> **TASK TO CARRY OUT**
Copy the data, beginning at the line that has "--target mountain peak" and stopping after the last line of the data, and put "distinct parts" in place of "separate parts" while keeping everything else the same.

> **INPUT**
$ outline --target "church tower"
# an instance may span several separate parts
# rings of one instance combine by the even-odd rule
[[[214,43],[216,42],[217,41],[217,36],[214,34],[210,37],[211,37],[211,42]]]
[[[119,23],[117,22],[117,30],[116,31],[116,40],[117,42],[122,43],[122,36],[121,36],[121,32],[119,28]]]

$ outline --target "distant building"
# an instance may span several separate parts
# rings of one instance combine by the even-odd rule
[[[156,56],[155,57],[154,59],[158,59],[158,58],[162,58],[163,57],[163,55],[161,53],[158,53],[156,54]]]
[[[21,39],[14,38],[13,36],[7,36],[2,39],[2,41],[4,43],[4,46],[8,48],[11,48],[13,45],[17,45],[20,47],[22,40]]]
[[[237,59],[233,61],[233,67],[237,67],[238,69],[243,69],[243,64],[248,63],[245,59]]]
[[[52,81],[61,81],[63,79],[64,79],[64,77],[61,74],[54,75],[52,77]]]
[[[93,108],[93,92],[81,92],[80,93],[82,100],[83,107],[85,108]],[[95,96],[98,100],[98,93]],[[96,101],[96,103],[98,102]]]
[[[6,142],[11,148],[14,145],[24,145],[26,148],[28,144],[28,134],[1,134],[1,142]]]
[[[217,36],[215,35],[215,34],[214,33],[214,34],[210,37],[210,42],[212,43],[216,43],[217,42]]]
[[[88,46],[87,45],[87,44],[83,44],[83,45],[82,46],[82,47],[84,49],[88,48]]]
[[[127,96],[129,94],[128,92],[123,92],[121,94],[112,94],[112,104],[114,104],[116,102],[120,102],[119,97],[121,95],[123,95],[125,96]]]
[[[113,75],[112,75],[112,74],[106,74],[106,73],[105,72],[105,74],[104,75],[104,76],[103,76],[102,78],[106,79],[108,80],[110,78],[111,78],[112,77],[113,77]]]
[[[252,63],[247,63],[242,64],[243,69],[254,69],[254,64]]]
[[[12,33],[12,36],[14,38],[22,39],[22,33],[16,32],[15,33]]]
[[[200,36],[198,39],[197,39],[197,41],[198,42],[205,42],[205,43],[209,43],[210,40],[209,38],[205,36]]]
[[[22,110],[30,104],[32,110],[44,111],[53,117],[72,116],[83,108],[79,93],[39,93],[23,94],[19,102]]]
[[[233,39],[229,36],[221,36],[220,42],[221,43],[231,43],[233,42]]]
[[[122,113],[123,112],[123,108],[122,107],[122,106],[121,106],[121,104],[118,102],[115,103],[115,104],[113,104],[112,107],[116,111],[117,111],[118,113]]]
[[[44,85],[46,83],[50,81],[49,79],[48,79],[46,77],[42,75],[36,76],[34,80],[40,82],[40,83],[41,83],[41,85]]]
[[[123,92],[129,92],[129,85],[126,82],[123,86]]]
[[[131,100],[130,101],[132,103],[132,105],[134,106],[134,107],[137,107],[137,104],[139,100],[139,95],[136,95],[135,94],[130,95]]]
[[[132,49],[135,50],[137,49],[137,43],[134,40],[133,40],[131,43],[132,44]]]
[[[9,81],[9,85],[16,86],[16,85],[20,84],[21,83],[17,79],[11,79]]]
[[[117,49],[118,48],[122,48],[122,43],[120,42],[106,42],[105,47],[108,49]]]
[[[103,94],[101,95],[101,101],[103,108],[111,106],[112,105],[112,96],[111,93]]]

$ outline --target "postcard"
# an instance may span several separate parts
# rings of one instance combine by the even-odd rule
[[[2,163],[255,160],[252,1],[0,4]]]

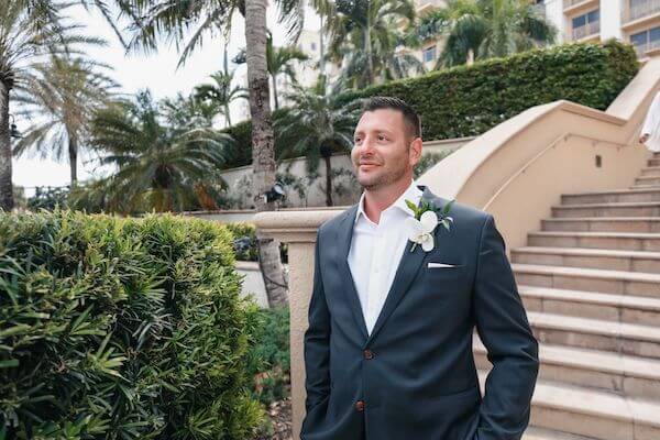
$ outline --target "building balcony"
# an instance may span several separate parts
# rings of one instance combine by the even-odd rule
[[[636,45],[635,50],[637,51],[637,56],[639,58],[645,58],[651,53],[657,53],[658,51],[660,51],[660,40],[651,41],[647,44]]]
[[[624,3],[622,13],[623,23],[639,21],[640,19],[660,14],[660,0],[642,0],[635,2],[635,4],[631,4],[631,1],[627,0]]]
[[[584,26],[574,28],[571,34],[573,41],[585,40],[601,33],[601,21],[592,21]]]
[[[600,6],[598,0],[564,0],[564,13],[573,14],[575,12]]]

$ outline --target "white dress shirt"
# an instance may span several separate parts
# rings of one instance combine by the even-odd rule
[[[381,212],[378,223],[364,212],[364,193],[360,197],[348,261],[370,334],[408,242],[405,220],[415,213],[405,200],[419,205],[422,190],[411,180],[406,191]]]
[[[644,121],[641,134],[648,133],[646,146],[652,152],[660,152],[660,91],[653,98],[649,112]]]

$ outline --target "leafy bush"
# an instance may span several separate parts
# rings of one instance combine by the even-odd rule
[[[255,380],[252,397],[267,406],[290,394],[289,309],[261,309],[258,319],[249,372]]]
[[[250,438],[258,307],[231,239],[172,216],[0,213],[0,438]]]
[[[258,249],[256,246],[256,227],[252,223],[235,222],[224,223],[231,231],[234,240],[234,254],[239,261],[258,261]],[[249,248],[240,249],[237,240],[246,237],[250,240]],[[288,262],[288,246],[286,243],[279,243],[279,257],[283,263]]]
[[[638,69],[629,44],[616,40],[573,43],[345,92],[338,105],[375,95],[394,96],[405,99],[420,114],[424,139],[474,136],[530,107],[558,99],[605,110]],[[273,112],[273,120],[285,112]],[[237,141],[238,154],[228,167],[252,163],[251,130],[251,121],[227,129]],[[283,140],[275,133],[278,158],[284,158],[278,153],[282,145]]]
[[[566,99],[605,110],[637,74],[629,44],[566,44],[432,72],[345,94],[405,99],[421,116],[427,140],[473,136],[530,107]]]

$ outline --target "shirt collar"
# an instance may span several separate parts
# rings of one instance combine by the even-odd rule
[[[421,195],[422,190],[417,187],[415,180],[410,179],[410,185],[408,186],[408,188],[406,188],[404,194],[402,194],[399,198],[394,201],[394,204],[385,208],[385,210],[395,207],[404,211],[406,215],[413,217],[415,216],[415,213],[406,205],[406,199],[413,201],[415,205],[419,205],[419,199],[421,198]],[[360,215],[363,215],[364,218],[367,218],[366,213],[364,212],[364,191],[362,191],[362,196],[360,196],[360,204],[358,205],[358,212],[355,213],[354,223],[356,223],[358,220],[360,220]]]

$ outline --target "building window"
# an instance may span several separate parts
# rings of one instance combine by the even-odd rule
[[[436,59],[436,45],[424,50],[424,62],[430,63]]]
[[[582,15],[574,16],[573,40],[579,40],[587,35],[601,32],[601,10],[596,9]]]
[[[647,29],[630,35],[630,43],[637,50],[637,55],[642,57],[647,51],[660,47],[660,26]]]

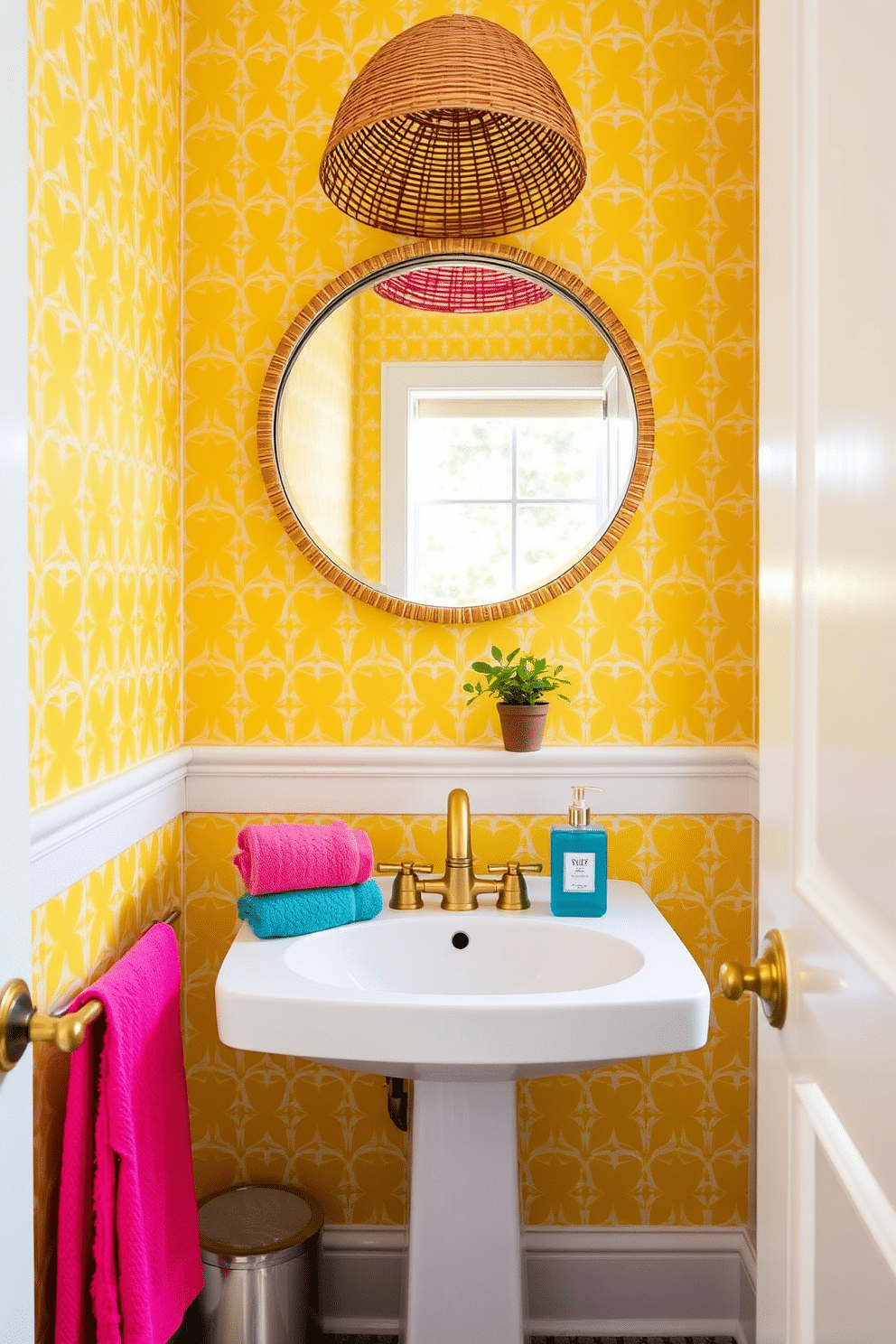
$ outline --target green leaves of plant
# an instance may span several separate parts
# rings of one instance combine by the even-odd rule
[[[570,685],[568,679],[560,676],[562,663],[557,663],[551,672],[547,659],[533,659],[531,653],[521,653],[519,663],[514,664],[513,659],[517,655],[520,655],[519,648],[508,653],[505,659],[500,648],[493,644],[493,664],[473,663],[473,671],[482,673],[485,685],[481,681],[477,681],[476,685],[466,681],[463,689],[470,695],[466,703],[473,704],[473,700],[481,695],[493,695],[504,704],[539,704],[552,691],[556,691],[560,699],[568,703],[568,696],[557,689],[560,685]]]

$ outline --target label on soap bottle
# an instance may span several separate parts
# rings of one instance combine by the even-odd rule
[[[567,849],[563,855],[563,890],[594,891],[592,853],[576,853]]]

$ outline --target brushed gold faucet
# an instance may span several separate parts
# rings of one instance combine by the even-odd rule
[[[424,878],[418,874],[431,872],[429,866],[414,863],[380,863],[377,872],[394,872],[392,910],[420,910],[422,892],[442,896],[442,910],[476,910],[477,896],[498,892],[498,910],[527,910],[529,898],[525,890],[527,872],[541,872],[540,863],[489,864],[489,872],[500,878],[480,878],[474,871],[470,844],[470,800],[466,789],[451,789],[447,804],[447,833],[445,847],[445,872],[441,878]]]

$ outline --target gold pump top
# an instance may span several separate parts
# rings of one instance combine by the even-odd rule
[[[567,810],[571,827],[587,827],[591,824],[591,808],[584,801],[586,789],[592,789],[594,793],[603,793],[603,789],[599,789],[596,784],[572,785],[572,802]]]

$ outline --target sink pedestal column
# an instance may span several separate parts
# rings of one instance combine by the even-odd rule
[[[516,1083],[415,1082],[406,1344],[521,1344]]]

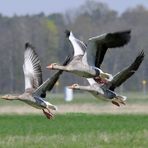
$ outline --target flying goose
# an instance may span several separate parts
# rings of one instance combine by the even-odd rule
[[[129,79],[138,70],[143,59],[144,52],[141,51],[130,66],[118,72],[113,77],[113,79],[111,81],[108,81],[107,83],[101,84],[97,83],[93,78],[87,78],[89,86],[80,86],[78,84],[73,84],[69,86],[69,88],[88,91],[96,98],[101,98],[103,100],[110,101],[117,106],[120,106],[120,104],[125,104],[126,97],[118,95],[114,92],[114,90],[116,87],[119,87],[122,83]]]
[[[64,65],[68,63],[68,58]],[[39,57],[30,43],[25,44],[23,71],[25,77],[25,92],[20,95],[4,95],[5,100],[20,100],[35,108],[42,109],[48,119],[53,117],[50,110],[57,107],[44,100],[46,91],[50,91],[59,79],[62,71],[58,71],[51,78],[42,83],[42,70]],[[47,111],[46,111],[47,110]]]
[[[64,70],[86,78],[101,77],[103,80],[110,80],[112,76],[104,73],[99,66],[108,48],[121,47],[129,42],[130,32],[130,30],[126,30],[102,34],[90,38],[88,45],[85,45],[75,38],[72,31],[66,30],[66,36],[74,49],[73,59],[66,66],[53,63],[48,65],[47,68]]]

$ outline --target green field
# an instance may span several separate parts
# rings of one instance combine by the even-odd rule
[[[147,148],[148,115],[0,115],[0,148]]]

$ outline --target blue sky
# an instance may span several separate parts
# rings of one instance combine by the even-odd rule
[[[25,14],[38,14],[44,12],[50,14],[53,12],[65,12],[66,10],[78,8],[86,0],[1,0],[0,13],[13,16]],[[108,6],[119,13],[127,8],[136,7],[138,4],[148,8],[147,0],[95,0],[105,2]]]

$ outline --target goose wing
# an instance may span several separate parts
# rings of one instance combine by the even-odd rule
[[[109,89],[114,91],[116,87],[119,87],[123,82],[125,82],[129,77],[131,77],[138,70],[143,59],[144,59],[144,52],[141,51],[130,66],[118,72],[113,77],[113,80],[108,84]]]
[[[70,61],[70,57],[66,57],[63,65],[67,65]],[[34,95],[36,96],[41,96],[42,98],[46,97],[46,91],[50,91],[55,83],[57,82],[57,80],[59,79],[60,75],[63,73],[62,70],[59,70],[57,73],[55,73],[51,78],[48,78],[45,82],[43,82],[43,84],[41,86],[39,86],[35,91],[34,91]]]
[[[65,33],[66,33],[66,37],[69,39],[70,43],[73,46],[74,57],[78,55],[84,55],[86,50],[86,45],[82,41],[75,38],[72,31],[66,30]]]
[[[30,43],[25,44],[24,64],[25,90],[36,89],[42,84],[39,57]]]
[[[105,33],[88,40],[87,59],[89,64],[100,68],[108,48],[121,47],[130,40],[130,30]]]

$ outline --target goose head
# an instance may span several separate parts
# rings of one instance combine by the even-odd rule
[[[69,89],[80,89],[80,85],[79,84],[73,84],[71,86],[68,86]]]
[[[66,34],[66,37],[67,37],[67,38],[69,38],[70,33],[71,33],[71,32],[70,32],[69,30],[65,30],[65,34]]]
[[[59,64],[52,63],[52,64],[49,64],[46,68],[48,68],[48,69],[56,69],[56,68],[59,68]]]
[[[15,100],[15,99],[18,99],[18,96],[7,94],[7,95],[1,96],[1,99],[5,99],[5,100]]]

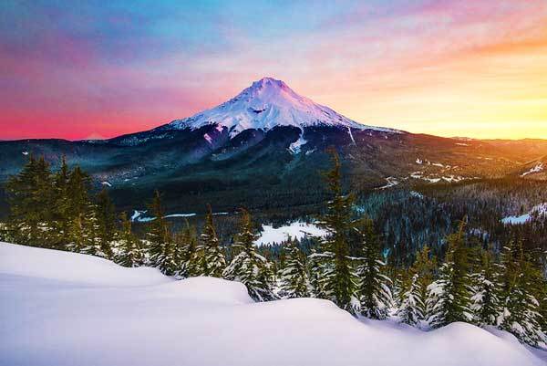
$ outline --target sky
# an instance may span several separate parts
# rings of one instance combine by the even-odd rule
[[[547,0],[0,7],[0,140],[144,131],[264,76],[365,124],[547,139]]]

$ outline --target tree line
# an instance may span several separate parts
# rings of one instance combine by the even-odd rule
[[[325,174],[330,199],[317,225],[326,230],[304,254],[290,238],[283,260],[259,253],[251,214],[241,210],[238,233],[222,246],[209,206],[202,228],[173,230],[159,192],[152,215],[138,237],[125,213],[117,218],[106,189],[93,194],[89,176],[63,160],[52,172],[42,157],[29,157],[6,183],[10,214],[2,239],[109,258],[125,267],[149,266],[167,276],[210,276],[242,282],[256,301],[318,298],[355,316],[399,321],[423,329],[456,321],[492,326],[521,341],[545,345],[547,285],[542,253],[525,250],[513,237],[501,251],[471,240],[466,220],[449,235],[442,256],[423,246],[410,267],[387,265],[388,253],[374,223],[359,217],[355,197],[343,192],[341,165],[333,152]]]

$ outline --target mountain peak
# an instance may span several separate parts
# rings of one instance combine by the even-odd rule
[[[170,129],[197,129],[207,124],[227,128],[232,137],[249,130],[270,130],[276,126],[338,126],[359,130],[395,130],[365,126],[328,107],[294,92],[282,80],[264,77],[230,100],[191,117],[177,120]]]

> **RESPONSE**
$ outline --target mountain peak
# an instance may span several distinct parts
# rings of one instance combine by the even-odd rule
[[[170,129],[197,129],[207,124],[227,128],[232,137],[249,130],[270,130],[276,126],[338,126],[359,130],[395,130],[365,126],[328,107],[294,92],[282,80],[264,77],[230,100],[191,117],[177,120]]]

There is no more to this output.